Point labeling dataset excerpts
** Start **

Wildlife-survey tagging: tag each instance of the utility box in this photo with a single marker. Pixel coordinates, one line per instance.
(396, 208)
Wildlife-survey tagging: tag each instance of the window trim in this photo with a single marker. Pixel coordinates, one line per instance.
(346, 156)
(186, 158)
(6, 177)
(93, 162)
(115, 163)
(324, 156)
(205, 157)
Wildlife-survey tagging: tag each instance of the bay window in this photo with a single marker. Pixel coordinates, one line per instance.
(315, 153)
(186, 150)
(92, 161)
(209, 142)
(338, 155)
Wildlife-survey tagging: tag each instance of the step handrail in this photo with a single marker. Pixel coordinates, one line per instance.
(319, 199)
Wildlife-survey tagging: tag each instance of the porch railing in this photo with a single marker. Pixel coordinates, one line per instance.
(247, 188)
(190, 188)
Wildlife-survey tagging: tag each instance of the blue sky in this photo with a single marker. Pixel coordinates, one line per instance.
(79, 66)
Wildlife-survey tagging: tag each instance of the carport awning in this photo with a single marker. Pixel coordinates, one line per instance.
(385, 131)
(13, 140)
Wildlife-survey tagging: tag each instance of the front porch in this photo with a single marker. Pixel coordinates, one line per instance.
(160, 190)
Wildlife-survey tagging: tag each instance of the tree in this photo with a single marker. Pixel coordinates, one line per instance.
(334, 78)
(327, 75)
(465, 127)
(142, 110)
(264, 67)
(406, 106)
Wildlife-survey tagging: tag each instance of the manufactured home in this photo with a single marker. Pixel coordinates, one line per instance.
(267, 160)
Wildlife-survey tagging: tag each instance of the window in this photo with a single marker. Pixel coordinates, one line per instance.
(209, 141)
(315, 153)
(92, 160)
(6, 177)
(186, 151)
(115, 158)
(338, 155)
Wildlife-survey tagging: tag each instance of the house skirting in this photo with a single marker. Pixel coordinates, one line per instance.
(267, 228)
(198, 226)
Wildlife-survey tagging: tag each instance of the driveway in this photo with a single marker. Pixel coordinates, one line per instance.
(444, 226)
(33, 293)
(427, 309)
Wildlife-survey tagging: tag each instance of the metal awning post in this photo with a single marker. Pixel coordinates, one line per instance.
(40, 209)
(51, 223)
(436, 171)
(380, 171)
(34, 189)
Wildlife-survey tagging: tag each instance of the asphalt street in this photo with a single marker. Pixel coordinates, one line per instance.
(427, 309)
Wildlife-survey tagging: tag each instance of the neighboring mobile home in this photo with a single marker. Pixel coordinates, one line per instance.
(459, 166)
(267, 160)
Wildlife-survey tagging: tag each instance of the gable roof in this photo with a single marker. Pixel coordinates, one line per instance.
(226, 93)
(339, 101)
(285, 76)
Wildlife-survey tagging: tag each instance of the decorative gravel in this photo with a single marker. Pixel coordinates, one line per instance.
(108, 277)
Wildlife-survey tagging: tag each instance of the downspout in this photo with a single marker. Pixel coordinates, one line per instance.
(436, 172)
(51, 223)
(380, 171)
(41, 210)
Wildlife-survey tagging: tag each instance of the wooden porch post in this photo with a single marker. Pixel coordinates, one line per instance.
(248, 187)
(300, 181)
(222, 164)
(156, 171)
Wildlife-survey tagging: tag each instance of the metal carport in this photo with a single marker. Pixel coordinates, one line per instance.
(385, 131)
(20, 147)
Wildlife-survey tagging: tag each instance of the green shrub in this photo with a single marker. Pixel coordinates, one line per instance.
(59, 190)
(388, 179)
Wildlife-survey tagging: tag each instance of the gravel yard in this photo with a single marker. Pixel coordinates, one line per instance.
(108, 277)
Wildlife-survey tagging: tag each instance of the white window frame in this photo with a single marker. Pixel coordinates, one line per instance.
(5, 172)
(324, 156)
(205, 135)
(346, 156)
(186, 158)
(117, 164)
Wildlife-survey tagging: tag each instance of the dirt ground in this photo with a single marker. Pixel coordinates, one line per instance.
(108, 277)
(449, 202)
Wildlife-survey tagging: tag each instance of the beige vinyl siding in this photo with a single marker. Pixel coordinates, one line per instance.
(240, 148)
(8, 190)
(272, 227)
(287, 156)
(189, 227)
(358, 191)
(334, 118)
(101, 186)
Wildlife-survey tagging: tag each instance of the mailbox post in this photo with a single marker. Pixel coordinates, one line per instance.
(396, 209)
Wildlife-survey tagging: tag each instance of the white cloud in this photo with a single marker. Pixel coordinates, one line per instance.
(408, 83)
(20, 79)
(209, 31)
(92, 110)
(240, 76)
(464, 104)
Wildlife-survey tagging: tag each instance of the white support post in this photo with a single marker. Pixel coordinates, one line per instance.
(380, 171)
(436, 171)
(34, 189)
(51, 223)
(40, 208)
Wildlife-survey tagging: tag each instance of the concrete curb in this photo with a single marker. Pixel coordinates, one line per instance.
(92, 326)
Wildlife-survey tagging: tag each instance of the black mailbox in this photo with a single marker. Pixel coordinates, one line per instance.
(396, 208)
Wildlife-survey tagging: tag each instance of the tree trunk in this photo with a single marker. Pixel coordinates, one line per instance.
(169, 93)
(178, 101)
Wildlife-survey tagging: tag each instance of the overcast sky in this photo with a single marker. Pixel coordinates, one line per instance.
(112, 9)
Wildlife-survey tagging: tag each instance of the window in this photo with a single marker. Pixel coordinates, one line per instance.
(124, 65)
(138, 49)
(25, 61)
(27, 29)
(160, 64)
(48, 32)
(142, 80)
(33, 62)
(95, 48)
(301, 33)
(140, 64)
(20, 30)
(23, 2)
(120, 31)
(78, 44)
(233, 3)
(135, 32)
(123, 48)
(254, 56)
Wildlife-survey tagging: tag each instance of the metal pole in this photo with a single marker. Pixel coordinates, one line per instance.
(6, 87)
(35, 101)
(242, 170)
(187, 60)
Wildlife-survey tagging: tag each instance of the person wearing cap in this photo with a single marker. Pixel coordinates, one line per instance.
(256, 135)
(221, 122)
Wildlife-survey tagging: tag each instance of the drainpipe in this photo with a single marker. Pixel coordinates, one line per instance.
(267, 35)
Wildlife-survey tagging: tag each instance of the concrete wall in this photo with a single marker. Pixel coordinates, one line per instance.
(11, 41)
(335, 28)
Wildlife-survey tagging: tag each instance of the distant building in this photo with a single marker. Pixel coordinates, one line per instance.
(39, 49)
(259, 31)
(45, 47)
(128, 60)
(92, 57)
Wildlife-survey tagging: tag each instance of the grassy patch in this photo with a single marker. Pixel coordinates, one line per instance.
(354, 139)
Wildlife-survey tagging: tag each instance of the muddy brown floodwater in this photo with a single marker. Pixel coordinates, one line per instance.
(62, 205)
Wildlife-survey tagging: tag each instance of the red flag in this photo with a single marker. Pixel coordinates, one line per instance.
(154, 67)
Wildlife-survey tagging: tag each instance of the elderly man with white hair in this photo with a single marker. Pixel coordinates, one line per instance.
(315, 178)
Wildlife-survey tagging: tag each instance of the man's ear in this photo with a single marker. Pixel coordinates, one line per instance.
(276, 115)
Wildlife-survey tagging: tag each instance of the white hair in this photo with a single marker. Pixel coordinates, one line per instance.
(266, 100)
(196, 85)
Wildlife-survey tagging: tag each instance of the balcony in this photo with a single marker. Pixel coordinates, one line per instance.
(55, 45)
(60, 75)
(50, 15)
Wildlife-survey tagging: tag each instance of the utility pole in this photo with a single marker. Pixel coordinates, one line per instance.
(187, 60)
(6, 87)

** End **

:: Given task ::
Return the material in full, exactly as shown.

:: Result of the task ::
Wildlife-survey tagging: tag each instance of the utility box in this photo with a single marker. Pixel coordinates, one line per instance.
(396, 208)
Wildlife-survey tagging: tag each instance of the window trim in this photo with a single marker. Pixel coordinates, one line per instance.
(346, 156)
(186, 158)
(6, 177)
(93, 162)
(115, 163)
(324, 156)
(205, 157)
Wildlife-survey tagging: tag each instance of the bay window in this photo with a single marker. Pixel coordinates, one line per instance.
(315, 153)
(186, 150)
(92, 161)
(209, 142)
(338, 155)
Wildlife-survey tagging: tag each instance of the step handrail in this photo with a single marker. Pixel coordinates, one line per instance.
(319, 199)
Wildlife-survey tagging: tag each instance of the porch railing in this photo with a single marker. Pixel coordinates, one line per instance.
(247, 188)
(190, 188)
Wildlife-survey tagging: tag each instance of the blue sky in this photo with a single marker. Pixel coordinates, one line per instance.
(79, 66)
Wildlife-survey tagging: tag each instance of the carport awning in this photo with a single marker. Pixel coordinates, one line per instance.
(385, 131)
(13, 140)
Wildlife-survey tagging: tag each instance of the front porch in this photo with a single marker. Pixel coordinates, one line per instance.
(160, 190)
Wildlife-survey tagging: tag each instance of the tree in this photo with a single marker. Pixel coordinates, one line per instance.
(334, 78)
(327, 75)
(465, 127)
(142, 110)
(264, 67)
(406, 106)
Wildlife-survey tagging: tag each instance of the manufactured home in this photo with a single marker. Pixel coordinates, one line per instance.
(267, 160)
Wildlife-survey tagging: tag each instance of the window in this photo with a single marker. Pixel coordinates, one line per instance.
(209, 141)
(315, 153)
(92, 160)
(6, 177)
(186, 151)
(115, 158)
(338, 155)
Wildlife-survey tagging: tag each instance of the house skirting in this photo with a single marker. Pixel coordinates, one line per instance.
(267, 228)
(198, 226)
Wildlife-survey tagging: tag each instance of the driveway in this photo with a single marker. Pixel coordinates, one line per instance.
(444, 226)
(33, 293)
(427, 309)
Wildlife-survey tagging: tag each instance of the metal awning post in this photo with a single marker. Pixel coordinates, one line per instance.
(40, 209)
(51, 223)
(436, 171)
(380, 171)
(34, 189)
Wildlife-survey tagging: tag each instance of the asphalt street in this photo with a single marker. Pixel coordinates, one line per instance.
(427, 309)
Wildlife-survey tagging: tag each instance of the neighboring mobile home in this photo with a single marker. Pixel coordinates, one line per instance.
(459, 166)
(267, 160)
Wildlife-survey tagging: tag each instance of the gable roof in this photo with a single marker. Pixel coordinates, one line per instance.
(226, 93)
(339, 101)
(285, 76)
Wildlife-survey tagging: tag each instance of the decorative gravel in this photo with a single marker. Pixel coordinates, one line per instance.
(108, 277)
Wildlife-survey tagging: tag each instance of the downspout in this photo with a single marker. Pixel coordinates, one line per instance.
(436, 172)
(51, 223)
(380, 171)
(41, 210)
Wildlife-survey tagging: tag each instance of the wooden porch post in this photo with a single marker. Pixel coordinates, one line per instance.
(248, 187)
(300, 181)
(222, 164)
(156, 171)
Wildlife-survey tagging: tag each instance of the metal carport in this photo with a single marker. Pixel coordinates, one line per instance.
(385, 131)
(20, 147)
Wildlife-survey tagging: tag each instance of the green shrub in this photo with a single marker. Pixel coordinates, one line per instance.
(59, 190)
(388, 179)
Wildlife-survey tagging: tag each instance of the gravel yard in this photo with a single marker. Pixel coordinates, one line per instance.
(108, 277)
Wildlife-survey tagging: tag each instance of the white window frame in this photo with a single marker. Pixel coordinates, one line per instance.
(5, 172)
(324, 156)
(205, 135)
(346, 156)
(186, 158)
(117, 164)
Wildlife-survey tagging: tag each instance of the dirt ground in this photo with a single marker. Pixel coordinates, one line per instance.
(108, 277)
(449, 202)
Wildlife-survey tagging: tag each instance of the beige vinyl siding in this photo with a single marker. Pixel coordinates, one line per instance.
(240, 148)
(8, 190)
(272, 227)
(287, 156)
(189, 227)
(358, 191)
(334, 118)
(101, 186)
Wildlife-survey tagging: tag each instance of the mailbox post in this photo with a single marker. Pixel coordinates, one line per instance.
(396, 209)
Wildlife-survey tagging: tag each instance of the white cloud in this photo with a single marker. Pixel coordinates, one line per instance.
(408, 83)
(20, 79)
(209, 31)
(92, 110)
(240, 76)
(464, 104)
Wildlife-survey tagging: tag each instance of the white support post in this photo with a single marker. Pixel coordinates, one line per instance.
(380, 171)
(436, 171)
(34, 189)
(51, 223)
(40, 208)
Wildlife-survey tagging: tag each instance of the concrete curb in this photo with a single marker. Pixel coordinates, one line per instance.
(92, 326)
Wildlife-survey tagging: tag each instance of the black mailbox in this photo with a single marker. Pixel coordinates, one line per instance.
(396, 208)
Wildlife-survey tagging: tag each instance of the tree trunk in this photo with a single marker. Pixel coordinates, one line per instance.
(169, 93)
(178, 101)
Wildlife-survey tagging: tag each instance of the overcast sky in this photo with a single marker. Pixel coordinates, one line per instance.
(112, 9)
Wildlife-survey tagging: tag each instance of the window in this photo with a single marker. Pixel coordinates, one line per instance.
(124, 65)
(138, 49)
(25, 61)
(27, 29)
(160, 64)
(48, 32)
(142, 80)
(33, 62)
(95, 48)
(301, 33)
(140, 64)
(20, 30)
(23, 2)
(120, 31)
(78, 44)
(233, 3)
(135, 32)
(123, 48)
(254, 56)
Wildlife-survey tagging: tag each instance of the metal pole in this photo with a single marker. Pixel coordinates, one line per instance.
(6, 87)
(35, 101)
(242, 170)
(187, 60)
Wildlife-survey tagging: tag each instance of the person wearing cap in this photo with a single marker. Pixel coordinates, one line per instance.
(256, 135)
(221, 122)
Wildlife-survey tagging: tag each instance of the drainpipe in this photo with a single marker. Pixel coordinates, one line per instance.
(267, 35)
Wildlife-survey tagging: tag each instance of the concrete wall in this photo with a single marker. Pixel coordinates, one line per instance.
(11, 41)
(335, 28)
Wildlife-survey tagging: tag each instance of the distant building in this photo with a single marker. Pixel coordinates, one line per instance.
(39, 49)
(259, 31)
(45, 47)
(128, 60)
(92, 57)
Wildlife-survey tagging: tag each instance of the grassy patch in this photo with a single marker. Pixel coordinates, one line per instance.
(354, 139)
Wildlife-survey tagging: tag each instance of the muddy brown floodwater in this photo with a single marker. Pixel coordinates, one line per instance.
(62, 205)
Wildlife-survey tagging: tag each instance of the red flag in this photo with a single marker. Pixel coordinates, one line per instance.
(154, 67)
Wildlife-survey tagging: tag each instance of the elderly man with white hair in this photo with a single marker. Pixel coordinates, one line per instance.
(315, 178)
Wildlife-survey tagging: tag each instance of the man's ear in this photo with a single marker. Pixel coordinates, one line per instance.
(276, 115)
Wildlife-survey tagging: tag each instance of the white hair in this photo with a single marker. Pixel coordinates, one line per instance.
(266, 100)
(196, 85)
Wildlife-survey tagging: tag each instance of the balcony in this photo with a single marker. Pixel coordinates, one line per instance.
(55, 45)
(60, 75)
(50, 15)
Wildlife-survey tagging: tag each instance of the utility pole in this photo with a single marker. Pixel coordinates, one line per instance.
(187, 60)
(6, 87)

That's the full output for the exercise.